## WORK TO BE COMPLETED
Please reproduce each line of the data below exactly as shown.

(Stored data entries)
▬▬▬

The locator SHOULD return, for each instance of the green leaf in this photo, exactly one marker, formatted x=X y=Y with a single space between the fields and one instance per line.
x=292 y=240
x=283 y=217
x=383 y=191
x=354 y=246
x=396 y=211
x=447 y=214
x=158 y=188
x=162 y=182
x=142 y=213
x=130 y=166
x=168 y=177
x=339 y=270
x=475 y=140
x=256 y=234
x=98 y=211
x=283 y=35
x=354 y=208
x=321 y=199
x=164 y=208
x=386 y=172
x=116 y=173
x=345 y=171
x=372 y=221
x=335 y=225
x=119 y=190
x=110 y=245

▬▬▬

## EXERCISE RESPONSE
The locator SHOULD return, for each instance of the green leaf in this photo, exactly one marker, formatted x=X y=Y with a single space between the fields and one instance per line.
x=292 y=240
x=283 y=217
x=383 y=191
x=354 y=246
x=396 y=211
x=447 y=214
x=158 y=188
x=162 y=182
x=142 y=213
x=130 y=166
x=168 y=177
x=339 y=270
x=475 y=140
x=256 y=234
x=98 y=211
x=283 y=35
x=354 y=208
x=321 y=199
x=164 y=208
x=386 y=172
x=116 y=173
x=345 y=171
x=372 y=221
x=335 y=225
x=119 y=190
x=110 y=245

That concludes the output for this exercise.